▶ Item yang tersimpan

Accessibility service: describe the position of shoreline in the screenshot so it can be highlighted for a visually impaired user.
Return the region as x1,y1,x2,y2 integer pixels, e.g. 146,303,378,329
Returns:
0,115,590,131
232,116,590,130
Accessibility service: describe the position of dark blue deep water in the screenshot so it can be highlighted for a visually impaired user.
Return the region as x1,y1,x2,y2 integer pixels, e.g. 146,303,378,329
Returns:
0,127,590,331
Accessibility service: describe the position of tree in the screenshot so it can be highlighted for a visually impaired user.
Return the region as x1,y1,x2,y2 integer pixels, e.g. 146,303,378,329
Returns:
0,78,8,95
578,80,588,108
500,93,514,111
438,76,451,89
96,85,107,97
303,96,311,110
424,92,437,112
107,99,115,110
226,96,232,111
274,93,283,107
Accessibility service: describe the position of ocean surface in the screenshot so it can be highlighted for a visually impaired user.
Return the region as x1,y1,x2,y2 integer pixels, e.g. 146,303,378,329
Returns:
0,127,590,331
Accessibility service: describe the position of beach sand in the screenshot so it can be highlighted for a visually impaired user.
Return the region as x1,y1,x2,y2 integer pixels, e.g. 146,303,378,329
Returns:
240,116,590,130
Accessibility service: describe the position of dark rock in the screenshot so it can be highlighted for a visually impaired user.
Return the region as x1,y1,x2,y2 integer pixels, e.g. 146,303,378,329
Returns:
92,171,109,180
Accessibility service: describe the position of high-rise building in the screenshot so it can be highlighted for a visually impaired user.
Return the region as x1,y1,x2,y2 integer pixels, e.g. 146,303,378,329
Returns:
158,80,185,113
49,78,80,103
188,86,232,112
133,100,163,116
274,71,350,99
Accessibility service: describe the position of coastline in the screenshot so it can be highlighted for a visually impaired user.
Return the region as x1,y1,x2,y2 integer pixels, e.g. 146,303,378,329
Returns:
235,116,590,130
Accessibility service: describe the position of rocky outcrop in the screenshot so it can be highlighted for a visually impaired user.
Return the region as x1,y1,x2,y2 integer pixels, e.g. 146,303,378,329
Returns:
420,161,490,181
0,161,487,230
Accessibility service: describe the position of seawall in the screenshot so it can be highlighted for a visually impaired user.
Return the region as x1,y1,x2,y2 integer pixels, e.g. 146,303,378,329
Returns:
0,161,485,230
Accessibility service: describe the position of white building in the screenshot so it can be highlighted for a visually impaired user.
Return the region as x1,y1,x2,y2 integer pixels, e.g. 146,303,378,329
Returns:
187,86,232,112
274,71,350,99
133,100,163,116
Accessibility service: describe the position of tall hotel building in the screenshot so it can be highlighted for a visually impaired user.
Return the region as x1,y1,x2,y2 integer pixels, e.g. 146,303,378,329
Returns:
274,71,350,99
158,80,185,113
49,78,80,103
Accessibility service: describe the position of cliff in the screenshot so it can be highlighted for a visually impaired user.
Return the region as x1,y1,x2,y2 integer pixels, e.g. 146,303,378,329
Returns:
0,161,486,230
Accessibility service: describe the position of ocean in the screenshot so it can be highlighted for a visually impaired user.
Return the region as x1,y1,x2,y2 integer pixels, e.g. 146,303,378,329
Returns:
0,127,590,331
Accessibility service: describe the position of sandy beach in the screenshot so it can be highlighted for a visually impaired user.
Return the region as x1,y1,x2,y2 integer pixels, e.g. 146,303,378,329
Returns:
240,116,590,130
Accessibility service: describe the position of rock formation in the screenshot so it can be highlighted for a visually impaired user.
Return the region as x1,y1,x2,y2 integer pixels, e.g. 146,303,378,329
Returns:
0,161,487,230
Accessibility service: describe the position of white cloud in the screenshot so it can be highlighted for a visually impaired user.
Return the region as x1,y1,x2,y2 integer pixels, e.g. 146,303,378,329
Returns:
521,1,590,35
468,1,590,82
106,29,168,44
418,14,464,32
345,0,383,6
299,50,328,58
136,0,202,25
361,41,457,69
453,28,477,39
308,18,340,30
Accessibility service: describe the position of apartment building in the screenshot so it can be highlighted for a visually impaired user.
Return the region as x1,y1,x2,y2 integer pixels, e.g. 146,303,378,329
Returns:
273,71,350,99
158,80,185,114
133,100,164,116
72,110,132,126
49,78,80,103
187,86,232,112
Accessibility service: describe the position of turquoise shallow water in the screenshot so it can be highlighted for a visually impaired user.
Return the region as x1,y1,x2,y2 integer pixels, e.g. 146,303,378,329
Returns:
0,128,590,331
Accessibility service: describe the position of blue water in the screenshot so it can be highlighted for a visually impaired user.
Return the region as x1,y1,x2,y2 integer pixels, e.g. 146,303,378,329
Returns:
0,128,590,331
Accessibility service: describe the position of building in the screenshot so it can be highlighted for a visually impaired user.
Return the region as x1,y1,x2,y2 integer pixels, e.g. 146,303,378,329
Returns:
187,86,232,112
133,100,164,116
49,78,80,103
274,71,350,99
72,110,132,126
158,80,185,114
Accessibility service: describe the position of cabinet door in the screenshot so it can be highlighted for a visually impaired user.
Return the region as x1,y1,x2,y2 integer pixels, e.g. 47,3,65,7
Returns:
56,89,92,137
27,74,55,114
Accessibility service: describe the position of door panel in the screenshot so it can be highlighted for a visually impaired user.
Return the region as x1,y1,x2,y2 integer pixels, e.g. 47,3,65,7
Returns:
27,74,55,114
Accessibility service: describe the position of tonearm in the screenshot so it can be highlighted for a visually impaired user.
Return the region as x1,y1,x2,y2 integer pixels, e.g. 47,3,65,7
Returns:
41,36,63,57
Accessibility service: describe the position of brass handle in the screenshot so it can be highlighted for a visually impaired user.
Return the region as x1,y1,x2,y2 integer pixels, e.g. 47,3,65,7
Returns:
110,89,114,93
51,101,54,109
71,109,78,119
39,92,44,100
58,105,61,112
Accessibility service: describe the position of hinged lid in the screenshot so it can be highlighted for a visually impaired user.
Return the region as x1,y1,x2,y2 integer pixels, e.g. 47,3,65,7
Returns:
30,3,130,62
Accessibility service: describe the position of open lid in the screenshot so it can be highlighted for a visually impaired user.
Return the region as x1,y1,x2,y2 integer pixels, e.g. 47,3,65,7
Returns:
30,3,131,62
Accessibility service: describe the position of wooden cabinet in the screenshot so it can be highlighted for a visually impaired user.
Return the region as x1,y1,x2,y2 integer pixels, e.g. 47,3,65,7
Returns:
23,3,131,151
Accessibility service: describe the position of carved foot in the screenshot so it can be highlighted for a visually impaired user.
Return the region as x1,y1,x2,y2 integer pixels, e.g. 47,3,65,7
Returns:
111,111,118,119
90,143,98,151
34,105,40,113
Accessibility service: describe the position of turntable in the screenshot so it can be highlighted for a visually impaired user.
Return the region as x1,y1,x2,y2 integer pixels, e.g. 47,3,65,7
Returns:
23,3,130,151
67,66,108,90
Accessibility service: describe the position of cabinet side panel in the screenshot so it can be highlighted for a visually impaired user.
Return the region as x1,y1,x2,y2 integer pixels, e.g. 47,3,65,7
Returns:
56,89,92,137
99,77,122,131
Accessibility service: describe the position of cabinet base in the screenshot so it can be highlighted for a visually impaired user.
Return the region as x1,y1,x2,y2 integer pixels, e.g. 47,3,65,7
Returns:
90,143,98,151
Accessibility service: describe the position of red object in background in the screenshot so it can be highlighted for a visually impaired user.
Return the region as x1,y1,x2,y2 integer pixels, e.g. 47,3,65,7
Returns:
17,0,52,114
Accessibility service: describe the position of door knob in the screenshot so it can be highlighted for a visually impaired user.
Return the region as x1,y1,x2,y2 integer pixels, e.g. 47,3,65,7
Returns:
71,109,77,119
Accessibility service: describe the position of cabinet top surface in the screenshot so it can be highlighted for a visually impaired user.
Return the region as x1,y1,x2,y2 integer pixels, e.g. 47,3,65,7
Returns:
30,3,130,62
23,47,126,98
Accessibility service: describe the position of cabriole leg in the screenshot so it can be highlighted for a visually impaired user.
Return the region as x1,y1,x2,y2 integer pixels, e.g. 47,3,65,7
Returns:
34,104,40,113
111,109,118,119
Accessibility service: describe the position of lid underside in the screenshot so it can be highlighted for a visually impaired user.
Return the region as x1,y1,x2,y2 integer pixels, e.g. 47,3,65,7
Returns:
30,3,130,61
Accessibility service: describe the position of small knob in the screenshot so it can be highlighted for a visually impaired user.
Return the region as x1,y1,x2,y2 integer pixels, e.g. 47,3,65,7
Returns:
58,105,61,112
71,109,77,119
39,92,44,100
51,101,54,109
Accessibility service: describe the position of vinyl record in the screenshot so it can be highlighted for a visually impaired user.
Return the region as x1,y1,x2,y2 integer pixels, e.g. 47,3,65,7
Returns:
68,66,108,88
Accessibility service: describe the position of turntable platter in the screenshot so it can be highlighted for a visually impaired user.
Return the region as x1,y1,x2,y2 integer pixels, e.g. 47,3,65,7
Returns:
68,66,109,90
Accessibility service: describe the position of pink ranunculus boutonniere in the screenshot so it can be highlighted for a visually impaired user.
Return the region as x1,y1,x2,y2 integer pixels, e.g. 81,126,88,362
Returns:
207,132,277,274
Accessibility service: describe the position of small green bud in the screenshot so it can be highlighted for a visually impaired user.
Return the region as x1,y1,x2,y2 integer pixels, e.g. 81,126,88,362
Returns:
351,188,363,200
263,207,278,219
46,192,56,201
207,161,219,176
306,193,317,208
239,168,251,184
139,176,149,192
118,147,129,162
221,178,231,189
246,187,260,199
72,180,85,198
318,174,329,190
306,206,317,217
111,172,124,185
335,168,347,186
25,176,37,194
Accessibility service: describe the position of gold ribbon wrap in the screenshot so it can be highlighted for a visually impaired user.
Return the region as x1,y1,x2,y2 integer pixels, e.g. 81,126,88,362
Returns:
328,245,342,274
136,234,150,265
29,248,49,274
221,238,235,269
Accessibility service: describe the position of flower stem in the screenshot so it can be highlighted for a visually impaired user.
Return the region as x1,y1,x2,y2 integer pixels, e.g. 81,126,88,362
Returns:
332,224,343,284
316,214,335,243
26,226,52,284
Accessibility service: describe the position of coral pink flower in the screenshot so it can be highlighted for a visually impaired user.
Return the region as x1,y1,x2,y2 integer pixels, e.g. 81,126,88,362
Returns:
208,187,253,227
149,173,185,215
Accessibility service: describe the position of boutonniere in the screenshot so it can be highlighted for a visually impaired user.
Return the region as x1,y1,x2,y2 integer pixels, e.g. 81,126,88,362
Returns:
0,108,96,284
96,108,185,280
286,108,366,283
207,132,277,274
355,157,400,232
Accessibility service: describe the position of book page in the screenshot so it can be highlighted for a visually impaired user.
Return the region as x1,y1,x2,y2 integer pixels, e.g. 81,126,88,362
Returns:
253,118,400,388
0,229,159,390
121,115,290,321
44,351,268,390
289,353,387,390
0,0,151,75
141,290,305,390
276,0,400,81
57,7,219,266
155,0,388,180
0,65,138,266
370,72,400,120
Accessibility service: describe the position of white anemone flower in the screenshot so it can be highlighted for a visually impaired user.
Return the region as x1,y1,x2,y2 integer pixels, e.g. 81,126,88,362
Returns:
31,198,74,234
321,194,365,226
...
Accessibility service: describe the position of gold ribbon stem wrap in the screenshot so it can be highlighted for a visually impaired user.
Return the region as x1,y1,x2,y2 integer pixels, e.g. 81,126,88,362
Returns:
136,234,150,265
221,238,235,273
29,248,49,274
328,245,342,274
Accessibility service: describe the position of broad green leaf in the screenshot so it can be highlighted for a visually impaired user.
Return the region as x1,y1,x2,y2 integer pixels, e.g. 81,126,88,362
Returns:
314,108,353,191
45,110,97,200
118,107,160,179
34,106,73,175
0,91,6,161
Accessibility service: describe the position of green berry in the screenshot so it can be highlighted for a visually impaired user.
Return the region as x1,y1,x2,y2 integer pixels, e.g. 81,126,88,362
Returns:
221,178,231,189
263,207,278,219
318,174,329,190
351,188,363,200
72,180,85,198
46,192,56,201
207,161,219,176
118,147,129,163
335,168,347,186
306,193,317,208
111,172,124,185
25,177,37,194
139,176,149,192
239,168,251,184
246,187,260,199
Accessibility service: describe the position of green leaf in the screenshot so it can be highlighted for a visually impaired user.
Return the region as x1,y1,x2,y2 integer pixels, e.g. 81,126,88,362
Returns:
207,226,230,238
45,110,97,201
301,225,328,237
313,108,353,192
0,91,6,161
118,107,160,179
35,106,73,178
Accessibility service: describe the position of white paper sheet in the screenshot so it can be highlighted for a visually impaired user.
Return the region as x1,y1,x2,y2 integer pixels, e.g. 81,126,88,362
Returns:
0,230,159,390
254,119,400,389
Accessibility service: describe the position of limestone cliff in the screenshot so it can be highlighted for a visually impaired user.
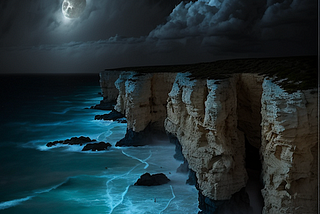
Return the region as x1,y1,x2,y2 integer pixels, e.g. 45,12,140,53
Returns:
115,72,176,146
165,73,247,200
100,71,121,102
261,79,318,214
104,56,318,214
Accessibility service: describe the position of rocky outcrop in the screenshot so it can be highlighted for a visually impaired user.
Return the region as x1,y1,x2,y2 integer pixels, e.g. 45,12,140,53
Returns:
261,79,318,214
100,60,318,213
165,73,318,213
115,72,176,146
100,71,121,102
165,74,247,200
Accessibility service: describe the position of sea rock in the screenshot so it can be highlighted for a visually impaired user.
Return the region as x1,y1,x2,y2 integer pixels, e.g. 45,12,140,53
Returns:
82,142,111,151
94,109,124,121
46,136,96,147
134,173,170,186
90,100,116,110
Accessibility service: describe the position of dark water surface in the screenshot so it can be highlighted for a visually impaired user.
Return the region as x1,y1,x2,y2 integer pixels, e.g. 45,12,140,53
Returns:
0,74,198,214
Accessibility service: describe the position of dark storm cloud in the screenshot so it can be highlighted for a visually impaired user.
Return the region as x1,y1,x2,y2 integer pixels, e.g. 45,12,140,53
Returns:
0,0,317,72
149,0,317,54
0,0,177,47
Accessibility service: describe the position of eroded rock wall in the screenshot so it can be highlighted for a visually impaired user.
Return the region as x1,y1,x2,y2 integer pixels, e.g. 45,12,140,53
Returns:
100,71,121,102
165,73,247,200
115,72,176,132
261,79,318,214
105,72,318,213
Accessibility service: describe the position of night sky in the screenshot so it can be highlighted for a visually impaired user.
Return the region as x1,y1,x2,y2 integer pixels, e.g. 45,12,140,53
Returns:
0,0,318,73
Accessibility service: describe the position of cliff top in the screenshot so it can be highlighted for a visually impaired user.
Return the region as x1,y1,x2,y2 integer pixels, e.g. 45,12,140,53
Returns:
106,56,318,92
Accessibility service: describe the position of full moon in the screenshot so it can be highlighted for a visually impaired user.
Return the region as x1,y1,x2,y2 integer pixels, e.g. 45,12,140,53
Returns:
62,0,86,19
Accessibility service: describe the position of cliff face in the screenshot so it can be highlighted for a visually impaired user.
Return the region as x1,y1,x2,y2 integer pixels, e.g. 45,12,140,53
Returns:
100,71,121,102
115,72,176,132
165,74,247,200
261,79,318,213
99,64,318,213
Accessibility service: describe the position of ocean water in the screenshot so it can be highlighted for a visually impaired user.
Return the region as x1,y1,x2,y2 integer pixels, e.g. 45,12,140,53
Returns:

▶ TUGAS YANG DIBERIKAN
Perbarui baris-baris mulai dari baris yang memuat "Accessibility service: describe the position of boutonniere" hingga baris yang memuat "355,157,400,232", lalu tuliskan kembali dengan "boutonniere" diganti menjadi "corsage" tanpa mengubah bagian lainnya.

▶ KELUARAN YANG BENAR
Accessibility service: describe the position of corsage in the screenshot so it can be highlighted for a visually impaired user.
Return the region as x1,y1,x2,y2 integer pixels, e.g. 81,126,88,362
Returns:
0,108,96,284
96,108,185,280
286,108,366,283
207,132,277,274
355,157,400,232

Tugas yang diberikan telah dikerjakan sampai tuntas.